> _Artigo_:
━━━━
Desaparecido há três anos, Domingos Cravo
marcou gerações de alunos e de professores. Quem usufruiu do privilégio de com
ele ter lidado, testemunhou o elevado nível de conhecimentos e o apelo a um
permanente espírito crítico.
Fez três anos, no passado dia 18 de março,
que vimos partir o Prof. Domingos Cravo, um homem que moldou decisivamente a
minha forma de «pensar a Contabilidade» e a de muitos outros que, em algum
momento, se cruzaram no seu caminho.
O Prof. Domingos Cravo foi, e será sempre,
uma figura marcante da Contabilidade em Portugal, nas suas mais diversas áreas
de atuação: professor, normalizador, TOC e ROC.
━━━━
> _Tarefa curta 1_: Resuma de forma mais breve o parágrafo do artigo sobre Domingos Cravo que começa por "Desaparecido há três anos", mantendo os factos principais.
> _Tarefa curta 2_: Transcreva do artigo sobre Domingos Cravo o trecho entre "Desaparecido há três" e "permanente espírito crítico.", inclusive.
━━━━
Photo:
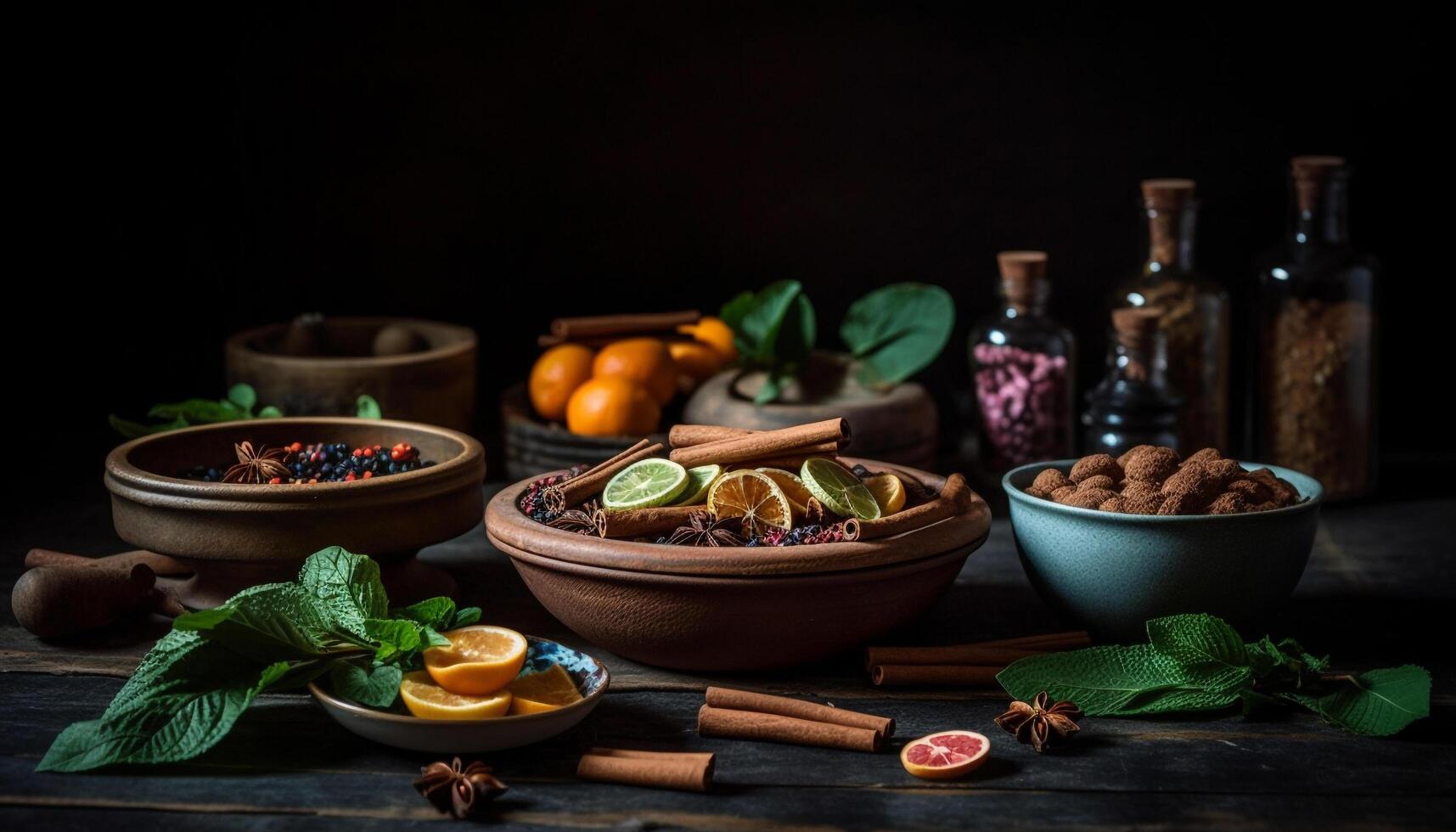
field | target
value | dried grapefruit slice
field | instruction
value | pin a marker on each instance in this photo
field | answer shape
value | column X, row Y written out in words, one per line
column 945, row 755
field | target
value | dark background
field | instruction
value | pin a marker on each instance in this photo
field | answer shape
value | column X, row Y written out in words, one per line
column 199, row 171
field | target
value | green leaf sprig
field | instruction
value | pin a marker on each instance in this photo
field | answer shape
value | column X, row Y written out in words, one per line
column 1200, row 663
column 893, row 333
column 194, row 683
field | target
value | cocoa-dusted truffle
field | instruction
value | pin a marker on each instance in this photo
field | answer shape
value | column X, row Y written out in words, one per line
column 1149, row 464
column 1050, row 480
column 1098, row 464
column 1150, row 480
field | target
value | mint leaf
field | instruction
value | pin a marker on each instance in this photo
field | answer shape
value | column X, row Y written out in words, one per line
column 436, row 612
column 244, row 396
column 896, row 331
column 1376, row 703
column 376, row 687
column 1211, row 652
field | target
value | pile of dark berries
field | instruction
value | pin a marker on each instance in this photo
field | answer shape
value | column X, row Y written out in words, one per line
column 331, row 462
column 801, row 535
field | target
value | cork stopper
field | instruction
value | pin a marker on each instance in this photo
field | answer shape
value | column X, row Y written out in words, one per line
column 1022, row 276
column 1311, row 174
column 1168, row 194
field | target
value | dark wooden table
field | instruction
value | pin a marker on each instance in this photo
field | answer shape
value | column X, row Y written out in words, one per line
column 1378, row 592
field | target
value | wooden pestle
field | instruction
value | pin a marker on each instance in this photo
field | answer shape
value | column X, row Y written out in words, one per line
column 57, row 600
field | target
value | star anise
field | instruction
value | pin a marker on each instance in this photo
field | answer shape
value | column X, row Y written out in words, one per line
column 459, row 791
column 586, row 520
column 705, row 531
column 1038, row 723
column 256, row 465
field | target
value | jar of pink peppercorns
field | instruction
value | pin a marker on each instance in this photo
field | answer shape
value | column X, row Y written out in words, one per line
column 1022, row 370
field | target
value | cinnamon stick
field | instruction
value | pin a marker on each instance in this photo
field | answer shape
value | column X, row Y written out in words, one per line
column 604, row 325
column 951, row 655
column 954, row 498
column 578, row 488
column 690, row 435
column 798, row 708
column 683, row 771
column 775, row 729
column 762, row 445
column 159, row 565
column 644, row 522
column 965, row 675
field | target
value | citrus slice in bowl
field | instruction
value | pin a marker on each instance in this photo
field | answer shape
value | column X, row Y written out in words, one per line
column 645, row 484
column 945, row 755
column 889, row 492
column 430, row 701
column 481, row 661
column 753, row 498
column 792, row 488
column 545, row 691
column 700, row 480
column 837, row 488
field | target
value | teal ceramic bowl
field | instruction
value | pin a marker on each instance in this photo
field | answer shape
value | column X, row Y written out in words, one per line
column 1111, row 573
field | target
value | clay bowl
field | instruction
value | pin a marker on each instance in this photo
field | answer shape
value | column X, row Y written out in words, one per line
column 734, row 608
column 399, row 729
column 238, row 535
column 899, row 426
column 535, row 447
column 433, row 384
column 1111, row 573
━━━━
> _Resposta ao exercício 1_: Falecido há três anos, Domingos Cravo marcou gerações de alunos e professores. Quem lidou com ele testemunhou o seu elevado nível de conhecimentos e o apelo a um permanente espírito crítico.

> _Resposta ao exercício 2_:
Desaparecido há três anos, Domingos Cravo
marcou gerações de alunos e de professores. Quem usufruiu do privilégio de com
ele ter lidado, testemunhou o elevado nível de conhecimentos e o apelo a um
permanente espírito crítico.